■ Data for this exercise:
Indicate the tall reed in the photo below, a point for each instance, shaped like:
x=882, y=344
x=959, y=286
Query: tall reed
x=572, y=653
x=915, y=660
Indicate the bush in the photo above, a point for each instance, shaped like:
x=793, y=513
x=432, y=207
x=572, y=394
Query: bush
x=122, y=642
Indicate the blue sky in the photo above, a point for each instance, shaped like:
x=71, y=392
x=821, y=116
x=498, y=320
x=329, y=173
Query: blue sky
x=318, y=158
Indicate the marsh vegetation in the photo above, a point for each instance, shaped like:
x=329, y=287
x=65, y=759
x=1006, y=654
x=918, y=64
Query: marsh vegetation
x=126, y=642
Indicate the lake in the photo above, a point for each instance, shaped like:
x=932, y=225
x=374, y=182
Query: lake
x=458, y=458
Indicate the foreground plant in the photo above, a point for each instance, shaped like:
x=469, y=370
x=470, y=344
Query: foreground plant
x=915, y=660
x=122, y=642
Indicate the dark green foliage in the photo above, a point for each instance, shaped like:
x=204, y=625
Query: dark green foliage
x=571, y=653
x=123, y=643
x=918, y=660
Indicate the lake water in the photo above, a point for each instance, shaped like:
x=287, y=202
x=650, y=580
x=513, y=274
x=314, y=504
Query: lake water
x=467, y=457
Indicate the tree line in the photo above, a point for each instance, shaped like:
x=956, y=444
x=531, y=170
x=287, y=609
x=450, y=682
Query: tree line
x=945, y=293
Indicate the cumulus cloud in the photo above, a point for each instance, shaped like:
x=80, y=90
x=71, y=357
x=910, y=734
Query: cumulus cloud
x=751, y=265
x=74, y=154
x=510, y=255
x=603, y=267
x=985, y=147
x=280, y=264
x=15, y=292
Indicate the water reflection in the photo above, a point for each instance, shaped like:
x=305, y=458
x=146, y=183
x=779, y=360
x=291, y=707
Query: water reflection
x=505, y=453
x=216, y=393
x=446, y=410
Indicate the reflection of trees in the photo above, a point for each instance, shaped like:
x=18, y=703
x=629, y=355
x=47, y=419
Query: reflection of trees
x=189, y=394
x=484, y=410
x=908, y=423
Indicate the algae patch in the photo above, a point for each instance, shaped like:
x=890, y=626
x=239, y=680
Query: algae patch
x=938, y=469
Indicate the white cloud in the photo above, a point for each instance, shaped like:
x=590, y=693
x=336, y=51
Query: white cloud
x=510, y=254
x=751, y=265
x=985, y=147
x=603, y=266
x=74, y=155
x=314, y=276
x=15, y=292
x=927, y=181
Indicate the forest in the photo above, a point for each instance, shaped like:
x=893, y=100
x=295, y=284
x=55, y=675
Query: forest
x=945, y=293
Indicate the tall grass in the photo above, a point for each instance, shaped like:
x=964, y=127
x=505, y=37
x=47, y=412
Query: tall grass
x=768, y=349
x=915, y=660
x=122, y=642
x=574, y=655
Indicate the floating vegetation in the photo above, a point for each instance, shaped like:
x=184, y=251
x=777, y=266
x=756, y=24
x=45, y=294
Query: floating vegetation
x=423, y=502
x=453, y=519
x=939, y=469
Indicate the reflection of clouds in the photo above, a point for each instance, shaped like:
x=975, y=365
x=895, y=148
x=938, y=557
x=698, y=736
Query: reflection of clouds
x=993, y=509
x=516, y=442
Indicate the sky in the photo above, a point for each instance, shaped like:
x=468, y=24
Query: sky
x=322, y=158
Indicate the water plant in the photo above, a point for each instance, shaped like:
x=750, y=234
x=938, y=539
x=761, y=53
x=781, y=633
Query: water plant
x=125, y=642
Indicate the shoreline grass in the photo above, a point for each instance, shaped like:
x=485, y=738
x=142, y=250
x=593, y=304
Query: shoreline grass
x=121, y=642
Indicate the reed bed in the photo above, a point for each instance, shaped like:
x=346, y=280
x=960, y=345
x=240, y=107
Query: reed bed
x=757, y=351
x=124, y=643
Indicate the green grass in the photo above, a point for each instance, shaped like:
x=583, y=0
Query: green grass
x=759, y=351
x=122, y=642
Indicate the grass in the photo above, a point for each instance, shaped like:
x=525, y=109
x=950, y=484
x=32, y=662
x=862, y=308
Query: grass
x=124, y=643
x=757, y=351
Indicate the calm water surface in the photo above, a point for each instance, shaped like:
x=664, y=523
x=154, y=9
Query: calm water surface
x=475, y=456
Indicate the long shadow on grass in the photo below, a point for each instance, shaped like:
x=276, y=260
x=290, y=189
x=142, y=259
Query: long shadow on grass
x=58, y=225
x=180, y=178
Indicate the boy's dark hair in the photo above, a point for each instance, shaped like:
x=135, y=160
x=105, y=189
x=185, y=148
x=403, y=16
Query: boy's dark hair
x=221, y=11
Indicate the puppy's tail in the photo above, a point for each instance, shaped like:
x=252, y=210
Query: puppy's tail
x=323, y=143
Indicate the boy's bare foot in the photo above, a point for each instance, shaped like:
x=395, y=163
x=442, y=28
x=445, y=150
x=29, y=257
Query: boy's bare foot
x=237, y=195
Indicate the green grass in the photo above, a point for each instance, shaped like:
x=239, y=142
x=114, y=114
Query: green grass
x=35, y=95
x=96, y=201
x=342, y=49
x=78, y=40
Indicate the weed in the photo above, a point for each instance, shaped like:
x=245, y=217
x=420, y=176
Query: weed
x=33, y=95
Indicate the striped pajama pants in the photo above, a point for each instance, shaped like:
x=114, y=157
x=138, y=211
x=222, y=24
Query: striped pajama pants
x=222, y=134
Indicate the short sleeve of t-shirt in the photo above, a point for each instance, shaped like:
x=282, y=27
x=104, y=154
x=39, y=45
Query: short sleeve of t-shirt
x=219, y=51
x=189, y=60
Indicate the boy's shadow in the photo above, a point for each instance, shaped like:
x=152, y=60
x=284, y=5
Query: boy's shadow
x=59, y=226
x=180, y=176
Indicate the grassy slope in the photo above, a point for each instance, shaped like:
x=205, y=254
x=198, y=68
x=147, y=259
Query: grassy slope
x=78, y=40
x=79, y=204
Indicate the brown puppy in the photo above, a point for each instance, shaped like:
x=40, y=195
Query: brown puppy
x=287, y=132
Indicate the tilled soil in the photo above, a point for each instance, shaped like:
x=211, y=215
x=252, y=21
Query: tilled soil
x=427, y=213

■ Aim of the exercise:
Give a word-for-word copy of the records.

■ Your solution:
Indicate the tall reed in the photo below, a point for each instance, shaped like:
x=882, y=344
x=959, y=286
Query: tall reed
x=572, y=653
x=915, y=660
Indicate the bush in the photo above, a point for each instance, shaped like:
x=793, y=513
x=432, y=207
x=572, y=394
Query: bush
x=122, y=642
Indicate the blue sky in the photo above, a point for each instance, shaped like:
x=71, y=392
x=821, y=116
x=498, y=320
x=329, y=173
Query: blue sky
x=318, y=158
Indicate the marsh vegetation in the photo above, a point for each instance, shaped like:
x=329, y=287
x=65, y=759
x=1006, y=654
x=918, y=64
Query: marsh vegetation
x=126, y=642
Indicate the lake in the photo above, a point for each instance, shaped like:
x=932, y=225
x=374, y=182
Query: lake
x=458, y=458
Indicate the foreground plant in the photo above, a point for each instance, shaped like:
x=469, y=370
x=470, y=344
Query: foreground plant
x=915, y=660
x=122, y=642
Indicate the dark green foliage in the photo above, a point for each instance, shaped like:
x=204, y=625
Query: dark green foliage
x=571, y=653
x=123, y=643
x=918, y=660
Indicate the lake water in the photo above, a point for each instance, shaped like:
x=287, y=202
x=650, y=580
x=513, y=274
x=314, y=504
Query: lake water
x=467, y=457
Indicate the tree line in the photo above, a point for each instance, shaped like:
x=956, y=444
x=531, y=170
x=287, y=609
x=450, y=682
Query: tree line
x=945, y=293
Indicate the cumulus cloud in the photo above, a point for each instance, shaped like:
x=80, y=90
x=71, y=357
x=910, y=734
Query: cumulus cloud
x=751, y=265
x=74, y=154
x=510, y=255
x=603, y=267
x=985, y=147
x=280, y=264
x=15, y=292
Indicate the water reflection in the photo above, a point for each instance, shaped like:
x=305, y=458
x=146, y=183
x=779, y=360
x=291, y=707
Query: water reflection
x=505, y=453
x=216, y=393
x=446, y=410
Indicate the reflection of trees in the photo above, a point for each instance, shaped like:
x=18, y=703
x=629, y=355
x=47, y=419
Query: reflection of trees
x=189, y=394
x=484, y=410
x=908, y=423
Indicate the algae patch in the photo above, a point for each instance, shaped like:
x=890, y=626
x=239, y=680
Query: algae patch
x=938, y=469
Indicate the white cloud in the photo above, a point for each instance, shaped like:
x=590, y=693
x=336, y=51
Query: white cloud
x=510, y=254
x=751, y=265
x=985, y=147
x=603, y=266
x=74, y=155
x=314, y=276
x=15, y=292
x=927, y=181
Indicate the forest in the photo above, a point for each instance, shaped like:
x=893, y=100
x=295, y=284
x=55, y=675
Query: forest
x=945, y=293
Indicate the tall grass in the photo above, a point for each instance, shaped like:
x=964, y=127
x=505, y=37
x=47, y=412
Query: tall grass
x=768, y=349
x=915, y=660
x=122, y=642
x=574, y=655
Indicate the floating vegetation in the photo above, a point for each instance, shaped like:
x=184, y=251
x=777, y=266
x=756, y=24
x=45, y=294
Query: floating vegetation
x=423, y=502
x=453, y=519
x=939, y=469
Indicate the reflection of clouds in the photo above, a point for each instance, shaped like:
x=975, y=365
x=895, y=148
x=938, y=557
x=698, y=736
Query: reflection of clouds
x=993, y=509
x=516, y=442
Indicate the sky in the photo above, a point for each instance, shaped like:
x=468, y=24
Query: sky
x=322, y=158
Indicate the water plant in the photo above, a point for each instance, shaped like:
x=750, y=234
x=938, y=539
x=761, y=53
x=781, y=633
Query: water plant
x=125, y=642
Indicate the shoreline grass in the photo above, a point for each instance, shaped like:
x=485, y=738
x=142, y=250
x=593, y=304
Query: shoreline grass
x=121, y=642
Indicate the reed bed in the photo above, a point for each instance, shaped like:
x=346, y=280
x=960, y=345
x=240, y=107
Query: reed bed
x=757, y=351
x=124, y=643
Indicate the green grass in the photo above, a point for each instance, shaped like:
x=583, y=0
Query: green grass
x=759, y=351
x=122, y=642
Indicate the grass in the photo above, a point for each instance, shaped like:
x=525, y=109
x=950, y=484
x=32, y=662
x=862, y=308
Query: grass
x=124, y=643
x=757, y=351
Indicate the calm water surface in the photo above, a point for each instance, shaped like:
x=664, y=523
x=154, y=9
Query: calm water surface
x=475, y=456
Indicate the long shadow on grass in the photo below, a point for each instance, shaped like:
x=276, y=260
x=290, y=189
x=142, y=259
Query: long shadow on grass
x=58, y=225
x=180, y=178
Indicate the boy's dark hair in the photo above, a point for each instance, shaped like:
x=135, y=160
x=105, y=189
x=185, y=148
x=403, y=16
Query: boy's dark hair
x=221, y=11
Indicate the puppy's tail in the photo above, a point for each instance, shaped like:
x=252, y=210
Query: puppy's tail
x=323, y=143
Indicate the boy's bare foot in the photo above, a point for each instance, shaped like:
x=395, y=163
x=442, y=28
x=445, y=150
x=29, y=257
Query: boy's bare foot
x=237, y=195
Indicate the green grass in the photo above, a point for each instance, shaped like:
x=239, y=142
x=114, y=114
Query: green grass
x=35, y=95
x=96, y=201
x=342, y=49
x=78, y=40
Indicate the weed in the photo above, a point for each instance, shaped like:
x=245, y=217
x=420, y=176
Query: weed
x=33, y=95
Indicate the striped pajama pants in the photo above, a point for each instance, shaped like:
x=114, y=157
x=138, y=211
x=222, y=24
Query: striped pajama pants
x=222, y=134
Indicate the short sleeve of t-shirt in the photo above, a point for each instance, shaped like:
x=282, y=27
x=104, y=154
x=39, y=45
Query: short sleeve of t-shirt
x=219, y=51
x=189, y=60
Indicate the boy's shadow in the photo above, a point for each instance, shaped like:
x=152, y=60
x=284, y=5
Query: boy's shadow
x=59, y=226
x=180, y=176
Indicate the grassy slope in the photo above, a point for each instance, shaped like:
x=205, y=254
x=198, y=68
x=147, y=259
Query: grassy slope
x=78, y=40
x=79, y=204
Indicate the brown puppy in the photo above, a point for each instance, shaped like:
x=40, y=195
Query: brown puppy
x=287, y=132
Indicate the tilled soil in the photo above, a point for each instance, shaped like:
x=211, y=215
x=252, y=21
Query: tilled soil
x=427, y=213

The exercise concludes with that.